Extrait de page:
Une héroïne belge très populaire sur les bords de l’Yser : la « Joconde ». (Tiré de « Le Miroir » du dimanche 11 avril 1915)

Sortie de sa cave pendant que les obus font trêve, la « Joconde » verse du café aux soldats. (Tiré de « Le Miroir » du dimanche 11 avril 1915)

La maison de la « Joconde » bordée par une tranchée de première ligne au bord de l’Yser. (Tiré de « Le Miroir » du dimanche 11 avril 1915)

Ce Texte a été écrit par le Général-Major e.r. Temmerman, ancien combattant de la guerre 14-18, blessé grièvement en première ligne le 27 octobre 1918. Il parut sous le titre "Les bonnes vieilles de chez nous" dans un des six volumes intitulés "Tiroirs aux souvenirs" que cet officier  écrivit au profil de l'association des P.G. M. I. G. (Plus grands  mutilés et invalides de guerre).

Mieke Deboeuf, dite "La Joconde"

Lorsque notre régiment, le 7° de ligne, arriva le 12 janvier 1915, dans le secteur sud de Dixmude, face au château Hendrickx, grand fut notre étonnement d'y rencontrer, en première ligne, une petite vieille, bien ridée, qui y occupait toujours ce qui restait de sa maison en contrebas de la digue de l' yser. C'est le général De Wasch, à l'époque jeune sous-lieutenant, qui la baptisa aussitôt de ce surnom, fameux à plus d'un titre: "La joconde". En effet, à peine l'avait-il aperçue qu' il s'écria: "Tiens, voilà la Joconde qui est retrouvée."

Consignes de l'exercice:
[a] Dans l'extrait sur la « Joconde », recopiez le passage commençant par « Sortie de sa » et se terminant par « invalides de guerre). », en substituant « fossé » à « tranchée ».
[b] Répondez à ces questions à l'aide de l'extrait sur la « Joconde ».
(i) Que verse la « Joconde » aux soldats ?
(ii) Sous quel titre parut le texte du général-major Temmerman ?
(iii) Quel régiment arriva le 12 janvier 1915 dans le secteur sud de Dixmude ?
Les entrées proviennent d'une autre source que l'extrait.

Entrées fournies:
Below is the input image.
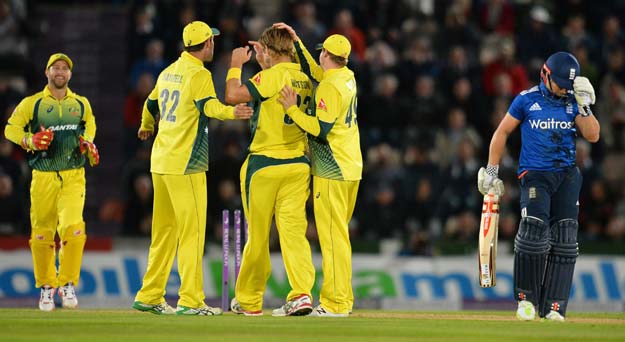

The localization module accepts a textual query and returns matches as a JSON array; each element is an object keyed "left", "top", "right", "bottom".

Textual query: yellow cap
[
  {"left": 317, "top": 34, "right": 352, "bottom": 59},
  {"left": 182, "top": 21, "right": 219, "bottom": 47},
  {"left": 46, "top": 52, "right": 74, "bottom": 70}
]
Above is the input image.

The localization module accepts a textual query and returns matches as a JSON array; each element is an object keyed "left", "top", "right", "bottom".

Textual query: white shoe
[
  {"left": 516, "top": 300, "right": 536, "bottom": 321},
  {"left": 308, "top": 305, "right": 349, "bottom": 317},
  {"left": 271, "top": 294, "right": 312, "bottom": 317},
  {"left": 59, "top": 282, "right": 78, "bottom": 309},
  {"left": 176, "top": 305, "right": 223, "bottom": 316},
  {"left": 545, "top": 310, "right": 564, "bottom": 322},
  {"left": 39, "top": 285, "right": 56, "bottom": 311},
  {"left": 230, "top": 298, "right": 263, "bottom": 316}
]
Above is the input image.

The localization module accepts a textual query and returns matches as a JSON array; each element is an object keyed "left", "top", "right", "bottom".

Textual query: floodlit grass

Réponses par tâche:
[a]
Sortie de sa cave pendant que les obus font trêve, la « Joconde » verse du café aux soldats. (Tiré de « Le Miroir » du dimanche 11 avril 1915)

La maison de la « Joconde » bordée par une fossé de première ligne au bord de l’Yser. (Tiré de « Le Miroir » du dimanche 11 avril 1915)

Ce Texte a été écrit par le Général-Major e.r. Temmerman, ancien combattant de la guerre 14-18, blessé grièvement en première ligne le 27 octobre 1918. Il parut sous le titre "Les bonnes vieilles de chez nous" dans un des six volumes intitulés "Tiroirs aux souvenirs" que cet officier  écrivit au profil de l'association des P.G. M. I. G. (Plus grands  mutilés et invalides de guerre).

[b]
(i) Du café.
(ii) « Les bonnes vieilles de chez nous ».
(iii) Le 7° de ligne.